### Selected passage:
In Colombia, this is nothing new. Last year,
left-wing guerrilla armies in the South American
republic of 41 million people murdered approximately
3,500 civilians.
It was not just the addition of Ana Cecilia Duque's
name to that long list of grief that has outraged
her compatriots, shaking what little popular support
may still have remained for the guerrillas.
It was the way that her killing was done.
"An
act of madness," said Colombian President Alvaro
Uribe, who took office last August vowing to step up his
government's struggle against three leftist insurgent
armies, a conflict that next year will enter its fourth
blood-smeared decade.
"It was a terrible act that shows the state of
degeneracy of this conflict," said a journalist in
the northwestern city of Medellin, located about 80
kilometres from the town of Cocorna, where the young woman
lived until she was kidnapped on the morning of April 21.
"It's
not surprising," said Judith Teichman, a professor of
political science at the University of Toronto and an
expert on Colombia's long civil war. "Colombia has a
very violent past, a consistently violent past."
But even
Colombians, for whom violence is nothing new, were shocked
by the last dreadful days of Ana Cecilia Duque.
On her
final morning of freedom, she and a colleague were walking
to El Jordan school where they taught, on the outskirts of
Cocorna.
Along the
way, they were accosted by several rebels, members of the
ELN, the Spanish abbreviation for the National Liberation
Army, second-largest of Colombia's three main left-wing
insurgent groups.

### Directions for this task:
Quote the passage on Colombia's guerrilla violence word for word, starting at "In Colombia, this" and stopping after "killing was done.".

Entries from a collection
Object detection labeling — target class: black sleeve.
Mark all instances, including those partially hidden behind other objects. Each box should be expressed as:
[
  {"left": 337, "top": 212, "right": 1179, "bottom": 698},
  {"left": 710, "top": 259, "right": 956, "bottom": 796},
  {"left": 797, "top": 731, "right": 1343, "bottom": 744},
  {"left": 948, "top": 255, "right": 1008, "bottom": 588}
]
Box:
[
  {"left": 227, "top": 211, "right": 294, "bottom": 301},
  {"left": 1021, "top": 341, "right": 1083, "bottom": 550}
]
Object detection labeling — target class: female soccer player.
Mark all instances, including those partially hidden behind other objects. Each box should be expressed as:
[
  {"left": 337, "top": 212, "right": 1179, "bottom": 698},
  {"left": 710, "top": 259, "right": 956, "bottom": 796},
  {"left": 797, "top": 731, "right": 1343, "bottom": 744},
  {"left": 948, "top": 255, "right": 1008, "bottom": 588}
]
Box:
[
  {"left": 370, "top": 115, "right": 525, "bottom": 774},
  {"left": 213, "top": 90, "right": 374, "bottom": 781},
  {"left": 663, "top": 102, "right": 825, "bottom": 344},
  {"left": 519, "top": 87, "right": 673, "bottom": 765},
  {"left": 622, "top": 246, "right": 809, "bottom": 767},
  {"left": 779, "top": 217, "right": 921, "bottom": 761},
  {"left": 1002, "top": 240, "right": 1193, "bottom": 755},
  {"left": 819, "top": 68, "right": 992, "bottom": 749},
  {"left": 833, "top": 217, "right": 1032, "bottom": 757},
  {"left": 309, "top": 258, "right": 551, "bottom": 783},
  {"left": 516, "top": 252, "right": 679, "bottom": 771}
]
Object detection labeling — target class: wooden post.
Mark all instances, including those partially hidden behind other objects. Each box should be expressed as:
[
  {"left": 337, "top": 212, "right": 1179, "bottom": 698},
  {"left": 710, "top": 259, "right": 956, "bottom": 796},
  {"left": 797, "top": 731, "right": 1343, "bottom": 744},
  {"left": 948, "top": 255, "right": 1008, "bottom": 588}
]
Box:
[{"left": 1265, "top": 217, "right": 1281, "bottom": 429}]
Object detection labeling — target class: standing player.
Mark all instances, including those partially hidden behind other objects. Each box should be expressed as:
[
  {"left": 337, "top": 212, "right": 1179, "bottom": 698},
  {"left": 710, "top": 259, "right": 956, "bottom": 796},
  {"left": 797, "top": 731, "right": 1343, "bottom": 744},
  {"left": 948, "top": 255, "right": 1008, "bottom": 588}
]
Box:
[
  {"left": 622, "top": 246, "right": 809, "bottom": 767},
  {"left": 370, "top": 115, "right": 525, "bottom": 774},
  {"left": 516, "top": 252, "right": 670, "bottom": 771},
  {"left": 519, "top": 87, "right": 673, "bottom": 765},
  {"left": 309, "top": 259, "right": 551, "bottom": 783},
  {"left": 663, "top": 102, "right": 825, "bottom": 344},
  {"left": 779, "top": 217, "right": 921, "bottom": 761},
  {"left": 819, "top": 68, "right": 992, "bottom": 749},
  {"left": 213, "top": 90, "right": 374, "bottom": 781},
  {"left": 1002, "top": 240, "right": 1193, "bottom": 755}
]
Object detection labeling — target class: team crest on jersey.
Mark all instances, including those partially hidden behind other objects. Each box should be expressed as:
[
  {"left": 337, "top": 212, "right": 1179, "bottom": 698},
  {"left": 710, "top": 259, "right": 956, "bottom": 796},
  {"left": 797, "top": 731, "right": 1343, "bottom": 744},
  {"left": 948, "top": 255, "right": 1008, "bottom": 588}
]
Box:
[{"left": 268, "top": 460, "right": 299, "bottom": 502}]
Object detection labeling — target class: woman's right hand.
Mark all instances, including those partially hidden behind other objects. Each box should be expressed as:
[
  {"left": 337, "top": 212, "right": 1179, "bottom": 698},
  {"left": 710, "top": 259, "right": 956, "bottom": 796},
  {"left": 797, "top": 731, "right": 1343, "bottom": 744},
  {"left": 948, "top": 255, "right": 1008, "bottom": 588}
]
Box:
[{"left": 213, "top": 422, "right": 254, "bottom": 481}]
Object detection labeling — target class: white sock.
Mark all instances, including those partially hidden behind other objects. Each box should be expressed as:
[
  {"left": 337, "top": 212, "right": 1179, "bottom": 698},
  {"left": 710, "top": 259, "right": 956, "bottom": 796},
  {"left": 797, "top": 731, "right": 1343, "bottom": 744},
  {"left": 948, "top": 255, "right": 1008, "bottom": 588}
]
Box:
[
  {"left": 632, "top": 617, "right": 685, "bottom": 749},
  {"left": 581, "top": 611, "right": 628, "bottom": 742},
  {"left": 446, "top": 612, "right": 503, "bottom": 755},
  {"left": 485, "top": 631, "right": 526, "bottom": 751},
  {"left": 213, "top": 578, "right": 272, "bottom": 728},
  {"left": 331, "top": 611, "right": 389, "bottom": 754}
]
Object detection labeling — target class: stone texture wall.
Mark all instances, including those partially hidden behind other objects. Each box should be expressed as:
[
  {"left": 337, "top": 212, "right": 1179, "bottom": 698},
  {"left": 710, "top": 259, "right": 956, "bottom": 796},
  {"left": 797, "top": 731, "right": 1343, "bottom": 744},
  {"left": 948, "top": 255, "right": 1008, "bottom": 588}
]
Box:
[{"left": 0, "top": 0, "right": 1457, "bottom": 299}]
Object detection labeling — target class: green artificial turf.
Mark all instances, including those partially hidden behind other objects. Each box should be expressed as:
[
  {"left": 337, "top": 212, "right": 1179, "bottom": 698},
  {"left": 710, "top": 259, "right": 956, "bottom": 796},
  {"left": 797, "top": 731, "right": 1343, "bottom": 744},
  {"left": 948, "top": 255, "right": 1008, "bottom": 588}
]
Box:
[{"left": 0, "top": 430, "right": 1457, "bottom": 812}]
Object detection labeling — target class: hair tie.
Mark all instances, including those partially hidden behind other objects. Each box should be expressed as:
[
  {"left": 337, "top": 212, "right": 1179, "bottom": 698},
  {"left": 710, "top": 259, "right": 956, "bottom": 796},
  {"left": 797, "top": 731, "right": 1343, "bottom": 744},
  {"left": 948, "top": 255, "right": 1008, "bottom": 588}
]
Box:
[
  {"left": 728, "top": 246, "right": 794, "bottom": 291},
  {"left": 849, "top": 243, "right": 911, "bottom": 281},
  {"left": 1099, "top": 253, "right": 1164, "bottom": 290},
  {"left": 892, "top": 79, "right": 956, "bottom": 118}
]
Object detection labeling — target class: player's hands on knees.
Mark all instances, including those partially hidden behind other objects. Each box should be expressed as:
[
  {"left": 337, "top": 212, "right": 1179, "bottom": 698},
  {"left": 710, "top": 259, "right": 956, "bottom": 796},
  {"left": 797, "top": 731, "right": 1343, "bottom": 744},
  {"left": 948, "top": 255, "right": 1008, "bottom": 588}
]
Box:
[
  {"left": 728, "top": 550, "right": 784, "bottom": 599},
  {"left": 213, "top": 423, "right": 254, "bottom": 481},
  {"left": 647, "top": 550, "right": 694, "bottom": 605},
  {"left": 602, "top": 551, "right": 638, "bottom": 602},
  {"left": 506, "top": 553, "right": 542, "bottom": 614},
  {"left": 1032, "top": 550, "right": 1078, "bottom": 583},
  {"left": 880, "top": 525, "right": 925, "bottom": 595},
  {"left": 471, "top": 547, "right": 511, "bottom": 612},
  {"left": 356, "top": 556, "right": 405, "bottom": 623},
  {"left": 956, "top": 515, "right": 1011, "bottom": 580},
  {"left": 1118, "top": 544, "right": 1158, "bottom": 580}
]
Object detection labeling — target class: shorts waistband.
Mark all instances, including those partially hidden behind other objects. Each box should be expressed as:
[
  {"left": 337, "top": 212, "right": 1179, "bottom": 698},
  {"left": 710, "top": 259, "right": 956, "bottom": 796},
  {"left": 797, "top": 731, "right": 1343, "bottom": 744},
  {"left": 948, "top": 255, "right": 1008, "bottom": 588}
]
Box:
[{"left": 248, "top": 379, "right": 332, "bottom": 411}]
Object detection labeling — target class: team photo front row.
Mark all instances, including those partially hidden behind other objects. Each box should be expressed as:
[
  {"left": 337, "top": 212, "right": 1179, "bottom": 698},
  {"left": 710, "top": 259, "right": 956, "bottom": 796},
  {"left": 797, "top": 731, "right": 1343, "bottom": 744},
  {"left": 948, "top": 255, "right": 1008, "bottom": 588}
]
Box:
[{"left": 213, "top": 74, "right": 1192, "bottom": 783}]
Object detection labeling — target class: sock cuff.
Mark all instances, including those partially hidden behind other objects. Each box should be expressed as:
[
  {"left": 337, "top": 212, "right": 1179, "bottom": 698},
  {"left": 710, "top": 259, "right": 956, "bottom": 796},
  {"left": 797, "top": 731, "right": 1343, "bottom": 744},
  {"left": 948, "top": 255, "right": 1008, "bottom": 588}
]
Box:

### Written response:
In Colombia, this is nothing new. Last year,
left-wing guerrilla armies in the South American
republic of 41 million people murdered approximately
3,500 civilians.
It was not just the addition of Ana Cecilia Duque's
name to that long list of grief that has outraged
her compatriots, shaking what little popular support
may still have remained for the guerrillas.
It was the way that her killing was done.